[Point-per-instance localization data]
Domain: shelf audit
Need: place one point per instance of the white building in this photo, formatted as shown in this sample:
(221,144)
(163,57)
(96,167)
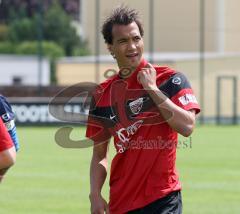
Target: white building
(24,70)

AIM OF THE TASK: Each entry above should be restated word for word, though no picture may appear in the copy.

COMPLETED EXERCISE:
Domain: shelf audit
Need: place one point per instance of the white building in this photo, formatted as shown in this sample:
(221,144)
(163,57)
(96,167)
Target: white building
(24,70)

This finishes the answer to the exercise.